All of lore.kernel.org
 help / color / mirror / Atom feed
From: Minchan Kim <minchan@kernel.org>
To: Nadav Amit <nadav.amit@gmail.com>
Cc: Mel Gorman <mgorman@suse.de>, Andy Lutomirski <luto@kernel.org>,
	"open list:MEMORY MANAGEMENT" <linux-mm@kvack.org>
Subject: Re: Potential race in TLB flush batching?
Date: Thu, 27 Jul 2017 08:40:25 +0900	[thread overview]
Message-ID: <20170726234025.GA4491@bbox> (raw)
In-Reply-To: <A300D14C-D7EE-4A26-A7CF-A7643F1A61BA@gmail.com>

Hello Nadav,

On Wed, Jul 26, 2017 at 12:18:37PM -0700, Nadav Amit wrote:
> Mel Gorman <mgorman@suse.de> wrote:
> 
> > On Wed, Jul 26, 2017 at 02:43:06PM +0900, Minchan Kim wrote:
> >>> I'm relying on the fact you are the madv_free author to determine if
> >>> it's really necessary. The race in question is CPU 0 running madv_free
> >>> and updating some PTEs while CPU 1 is also running madv_free and looking
> >>> at the same PTEs. CPU 1 may have writable TLB entries for a page but fail
> >>> the pte_dirty check (because CPU 0 has updated it already) and potentially
> >>> fail to flush. Hence, when madv_free on CPU 1 returns, there are still
> >>> potentially writable TLB entries and the underlying PTE is still present
> >>> so that a subsequent write does not necessarily propagate the dirty bit
> >>> to the underlying PTE any more. Reclaim at some unknown time at the future
> >>> may then see that the PTE is still clean and discard the page even though
> >>> a write has happened in the meantime. I think this is possible but I could
> >>> have missed some protection in madv_free that prevents it happening.
> >> 
> >> Thanks for the detail. You didn't miss anything. It can happen and then
> >> it's really bug. IOW, if application does write something after madv_free,
> >> it must see the written value, not zero.
> >> 
> >> How about adding [set|clear]_tlb_flush_pending in tlb batchin interface?
> >> With it, when tlb_finish_mmu is called, we can know we skip the flush
> >> but there is pending flush, so flush focefully to avoid madv_dontneed
> >> as well as madv_free scenario.
> > 
> > I *think* this is ok as it's simply more expensive on the KSM side in
> > the event of a race but no other harmful change is made assuming that
> > KSM is the only race-prone. The check for mm_tlb_flush_pending also
> > happens under the PTL so there should be sufficient protection from the
> > mm struct update being visible at teh right time.

**Excerpted data**
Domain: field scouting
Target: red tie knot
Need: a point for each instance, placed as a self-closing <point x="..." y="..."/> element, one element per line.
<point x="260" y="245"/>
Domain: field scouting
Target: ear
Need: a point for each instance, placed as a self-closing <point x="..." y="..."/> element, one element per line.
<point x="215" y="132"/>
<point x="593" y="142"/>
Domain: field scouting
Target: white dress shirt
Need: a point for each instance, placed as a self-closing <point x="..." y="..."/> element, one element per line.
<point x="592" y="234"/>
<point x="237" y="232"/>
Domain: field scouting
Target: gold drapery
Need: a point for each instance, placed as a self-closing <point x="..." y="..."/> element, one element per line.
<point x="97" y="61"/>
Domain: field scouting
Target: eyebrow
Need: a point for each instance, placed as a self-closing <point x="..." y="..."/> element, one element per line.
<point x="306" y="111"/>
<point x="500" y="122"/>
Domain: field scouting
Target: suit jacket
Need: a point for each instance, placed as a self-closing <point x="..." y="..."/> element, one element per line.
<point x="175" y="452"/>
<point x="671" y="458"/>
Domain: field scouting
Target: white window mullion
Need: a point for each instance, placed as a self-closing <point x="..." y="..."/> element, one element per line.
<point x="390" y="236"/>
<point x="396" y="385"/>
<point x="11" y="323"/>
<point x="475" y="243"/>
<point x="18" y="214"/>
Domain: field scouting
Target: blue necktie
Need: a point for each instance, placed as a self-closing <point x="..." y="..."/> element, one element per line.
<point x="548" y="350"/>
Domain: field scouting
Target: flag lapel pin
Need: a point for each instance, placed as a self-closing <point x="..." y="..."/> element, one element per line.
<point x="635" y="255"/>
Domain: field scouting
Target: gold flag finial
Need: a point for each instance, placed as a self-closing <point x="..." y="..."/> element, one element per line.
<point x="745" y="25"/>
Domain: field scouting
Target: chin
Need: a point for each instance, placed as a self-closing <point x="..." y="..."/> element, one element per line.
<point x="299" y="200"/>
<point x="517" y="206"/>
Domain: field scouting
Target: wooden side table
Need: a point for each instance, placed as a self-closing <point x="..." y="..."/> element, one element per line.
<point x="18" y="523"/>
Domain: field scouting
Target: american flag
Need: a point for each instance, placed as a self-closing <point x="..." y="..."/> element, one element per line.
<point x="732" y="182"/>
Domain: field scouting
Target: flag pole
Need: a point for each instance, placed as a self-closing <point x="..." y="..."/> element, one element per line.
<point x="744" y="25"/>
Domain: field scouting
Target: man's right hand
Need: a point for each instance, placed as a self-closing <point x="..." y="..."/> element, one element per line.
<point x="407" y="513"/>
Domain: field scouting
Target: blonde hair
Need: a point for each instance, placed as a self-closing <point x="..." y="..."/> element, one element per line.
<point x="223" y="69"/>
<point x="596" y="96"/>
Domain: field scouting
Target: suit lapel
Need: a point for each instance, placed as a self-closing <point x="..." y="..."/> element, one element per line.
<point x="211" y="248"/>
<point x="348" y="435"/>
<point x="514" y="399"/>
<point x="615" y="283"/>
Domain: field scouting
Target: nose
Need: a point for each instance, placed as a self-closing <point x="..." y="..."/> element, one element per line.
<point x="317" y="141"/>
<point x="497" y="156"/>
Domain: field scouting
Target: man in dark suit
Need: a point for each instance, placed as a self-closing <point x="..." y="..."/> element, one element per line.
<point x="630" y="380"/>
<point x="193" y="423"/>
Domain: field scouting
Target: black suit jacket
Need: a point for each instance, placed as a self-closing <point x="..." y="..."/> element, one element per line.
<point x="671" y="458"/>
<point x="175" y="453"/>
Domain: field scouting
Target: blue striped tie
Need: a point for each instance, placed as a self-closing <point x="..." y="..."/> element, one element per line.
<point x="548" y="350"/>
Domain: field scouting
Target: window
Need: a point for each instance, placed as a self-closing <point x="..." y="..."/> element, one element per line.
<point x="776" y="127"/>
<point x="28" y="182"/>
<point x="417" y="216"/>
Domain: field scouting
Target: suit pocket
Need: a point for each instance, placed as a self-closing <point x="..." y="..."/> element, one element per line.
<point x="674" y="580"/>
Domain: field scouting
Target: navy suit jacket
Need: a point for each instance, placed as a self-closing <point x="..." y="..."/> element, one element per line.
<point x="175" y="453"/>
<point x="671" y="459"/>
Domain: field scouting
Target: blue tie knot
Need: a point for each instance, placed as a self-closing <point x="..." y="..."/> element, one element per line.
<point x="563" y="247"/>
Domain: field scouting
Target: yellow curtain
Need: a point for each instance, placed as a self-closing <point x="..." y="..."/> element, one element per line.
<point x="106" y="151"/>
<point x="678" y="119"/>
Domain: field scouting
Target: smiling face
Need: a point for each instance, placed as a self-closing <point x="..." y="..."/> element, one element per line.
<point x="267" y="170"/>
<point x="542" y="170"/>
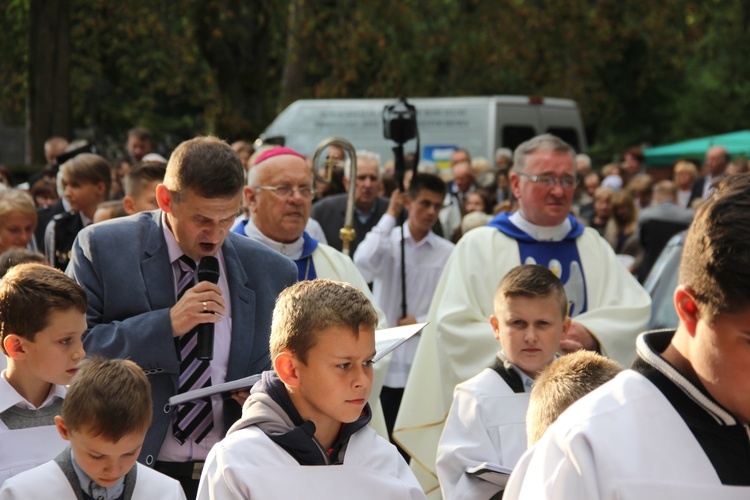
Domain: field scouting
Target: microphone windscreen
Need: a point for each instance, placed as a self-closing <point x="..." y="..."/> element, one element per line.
<point x="208" y="269"/>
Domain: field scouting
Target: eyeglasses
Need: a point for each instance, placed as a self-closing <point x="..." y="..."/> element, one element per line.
<point x="286" y="191"/>
<point x="549" y="181"/>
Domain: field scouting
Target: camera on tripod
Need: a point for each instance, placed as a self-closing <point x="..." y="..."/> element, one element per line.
<point x="400" y="121"/>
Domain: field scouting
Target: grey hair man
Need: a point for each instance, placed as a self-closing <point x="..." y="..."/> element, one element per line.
<point x="608" y="306"/>
<point x="368" y="206"/>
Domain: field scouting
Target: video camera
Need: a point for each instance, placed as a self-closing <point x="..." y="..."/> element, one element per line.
<point x="400" y="121"/>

**Written instruction 1**
List every email address given in the From, To, and Cc lines of the kernel mailing list message.
**Written instruction 2**
Quote everything in the kernel mailing list message from "All of lore.kernel.org" down to "TLB flush batching?".

**Full solution 1**
minchan@kernel.org
nadav.amit@gmail.com
mgorman@suse.de
luto@kernel.org
linux-mm@kvack.org

**Full solution 2**
All of lore.kernel.org
 help / color / mirror / Atom feed
From: Minchan Kim <minchan@kernel.org>
To: Nadav Amit <nadav.amit@gmail.com>
Cc: Mel Gorman <mgorman@suse.de>, Andy Lutomirski <luto@kernel.org>,
	"open list:MEMORY MANAGEMENT" <linux-mm@kvack.org>
Subject: Re: Potential race in TLB flush batching?